Supplied text:

It is simply a matter of time now before Tom Glavine calls it quits. It is likely that 2009 could be the last time the southpaw plays in the majors.

I'm a Braves fan. Read my profile and you will see the majority of my articles are about the Braves, and my opinions on their players and the decisions the front office makes.

Tom Glavine was never my favorite player on the Braves. I like him alright, but the fact is that of all the Braves pitchers, he wouldn't make my rotation in 2009.

I wrote an article a while back that mentioned both Glavine and Smoltz, and how it was a mistake to bring back either one, but most especially Tom Glavine.

Tom Glavine is a shoo-in hall-of-famer that deserves to ride out of his legendary career on a white horse with all the praise the baseball world can give.  Coming back in 2009 will take him far away from this type of exit.

Every pitcher comes to a point where he is no longer as good as he once was.

Tom Glavine has a career stat line of 305-203 with 4413.1 innings pitched and 2607 Ks.

Data to examine:
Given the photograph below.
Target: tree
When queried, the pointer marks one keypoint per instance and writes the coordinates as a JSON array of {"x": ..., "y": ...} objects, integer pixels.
...
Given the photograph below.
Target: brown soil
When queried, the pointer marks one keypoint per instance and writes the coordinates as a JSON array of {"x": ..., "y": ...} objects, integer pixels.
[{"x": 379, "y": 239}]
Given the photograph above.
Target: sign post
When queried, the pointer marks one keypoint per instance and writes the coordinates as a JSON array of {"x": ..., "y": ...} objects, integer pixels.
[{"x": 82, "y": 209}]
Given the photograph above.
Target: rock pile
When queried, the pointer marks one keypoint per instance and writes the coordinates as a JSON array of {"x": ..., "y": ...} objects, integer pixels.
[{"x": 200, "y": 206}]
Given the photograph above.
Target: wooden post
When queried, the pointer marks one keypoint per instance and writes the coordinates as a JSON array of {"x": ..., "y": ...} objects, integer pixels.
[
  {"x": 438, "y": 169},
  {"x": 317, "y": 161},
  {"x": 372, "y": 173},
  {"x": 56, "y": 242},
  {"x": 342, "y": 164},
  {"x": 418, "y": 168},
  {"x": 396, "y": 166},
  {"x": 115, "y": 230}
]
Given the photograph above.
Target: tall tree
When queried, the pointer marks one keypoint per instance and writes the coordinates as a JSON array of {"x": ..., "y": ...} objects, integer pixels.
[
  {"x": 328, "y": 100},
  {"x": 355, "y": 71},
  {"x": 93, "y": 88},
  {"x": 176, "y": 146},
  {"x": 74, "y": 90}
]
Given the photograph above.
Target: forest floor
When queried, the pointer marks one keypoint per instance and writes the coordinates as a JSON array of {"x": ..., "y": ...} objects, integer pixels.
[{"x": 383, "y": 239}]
--
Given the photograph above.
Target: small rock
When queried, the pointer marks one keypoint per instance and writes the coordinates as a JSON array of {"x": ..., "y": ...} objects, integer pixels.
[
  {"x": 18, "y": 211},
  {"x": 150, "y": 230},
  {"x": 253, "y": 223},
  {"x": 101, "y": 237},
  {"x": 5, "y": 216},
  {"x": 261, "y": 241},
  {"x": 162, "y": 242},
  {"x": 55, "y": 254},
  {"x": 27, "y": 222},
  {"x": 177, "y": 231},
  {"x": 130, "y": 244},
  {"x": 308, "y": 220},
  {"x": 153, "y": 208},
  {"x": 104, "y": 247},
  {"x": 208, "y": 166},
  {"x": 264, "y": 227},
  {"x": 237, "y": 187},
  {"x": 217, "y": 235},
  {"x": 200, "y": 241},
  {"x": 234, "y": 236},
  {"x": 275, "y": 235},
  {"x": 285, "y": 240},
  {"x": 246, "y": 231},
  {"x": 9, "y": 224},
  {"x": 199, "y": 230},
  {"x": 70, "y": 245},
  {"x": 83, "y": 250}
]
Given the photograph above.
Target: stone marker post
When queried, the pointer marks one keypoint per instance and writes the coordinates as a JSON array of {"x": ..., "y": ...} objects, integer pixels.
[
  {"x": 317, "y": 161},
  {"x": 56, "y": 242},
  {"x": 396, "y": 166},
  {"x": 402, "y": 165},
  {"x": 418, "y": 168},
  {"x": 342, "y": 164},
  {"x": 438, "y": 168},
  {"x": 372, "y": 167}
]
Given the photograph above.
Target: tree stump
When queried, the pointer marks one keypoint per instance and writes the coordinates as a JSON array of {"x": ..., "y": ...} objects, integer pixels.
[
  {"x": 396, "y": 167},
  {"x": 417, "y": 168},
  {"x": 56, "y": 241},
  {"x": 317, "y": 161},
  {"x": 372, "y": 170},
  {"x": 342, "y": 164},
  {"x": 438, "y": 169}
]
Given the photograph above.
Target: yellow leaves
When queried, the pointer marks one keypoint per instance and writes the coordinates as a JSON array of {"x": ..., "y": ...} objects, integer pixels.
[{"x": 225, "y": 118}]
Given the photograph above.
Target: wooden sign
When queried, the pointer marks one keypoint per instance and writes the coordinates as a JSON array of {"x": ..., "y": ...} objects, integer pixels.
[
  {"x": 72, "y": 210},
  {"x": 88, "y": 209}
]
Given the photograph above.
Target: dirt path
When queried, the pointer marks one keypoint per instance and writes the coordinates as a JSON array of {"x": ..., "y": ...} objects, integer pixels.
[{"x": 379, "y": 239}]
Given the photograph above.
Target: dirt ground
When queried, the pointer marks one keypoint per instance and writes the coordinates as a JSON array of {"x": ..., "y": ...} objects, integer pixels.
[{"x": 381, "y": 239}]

Questions to answer:
(a) Answer these from the Tom Glavine article:
(i) Which team's fan is the writer?
(ii) Which other pitcher did the writer's earlier article mention along with Glavine?
(iii) How many strikeouts are in Glavine's career stat line?
(b) Extend the Tom Glavine article, picking up right after its final sentence.
The rows are separate material, apart from the Tom Glavine article.

Expected responses:
(a)
(i) The Braves
(ii) Smoltz
(iii) 2607

(b)
Over the length of his career, he has pitched in 21 full seasons, plus a short one in 1987 when he was called up.  In that span, he has averaged a record of 14.5-9.7, 207 IP, and 124 Ks in each of those full 21 seasons.

In 2008, Glavine of course showed signs of obvious wear and tear that comes with 20+ seasons of being a major league starting pitcher.  He was injured early, compiling just a 2-4 record with only 63 1/3 innings pitched.

Control was also an issue as his K-to-BB ratio in 2008 was 1:1 compared to his career mark of 7:4.

The fact is that Glavine is a liability to a Braves' rotation that is incredibly deep.  Players like Tommy Hanson, Jorge Campillo, and a red-hot Jo Jo Reyes are forced to start the season in AAA and the bullpen. This is sad when all three would probably end up with a better season than Glavine.

Why is he in our rotation?  Loyalty? Leadership? It has nothing to do with ability anymore.

Bobby Cox and Frank Wren owe it to the fans to make that tough decision, and either move Glavine to the bullpen or cut him from the roster.

Tommy Hanson is too hot to send down to AAA.

Jorge Campillo did too much in 2008 to lose his rotation spot in 2009.

And Jo-Jo Reyes is having too good of a spring to be beaten out by a guy that posted a 5.54 ERA in 2008 and is trying to come back from surgery.

While it is tough to see a legend die, Tom Glavine owes it to his fans and his teammates to step aside. The best way he can help his team out now is to apply for a role in the franchise as a pitching coach to help develop the young guys with the knowledge he has.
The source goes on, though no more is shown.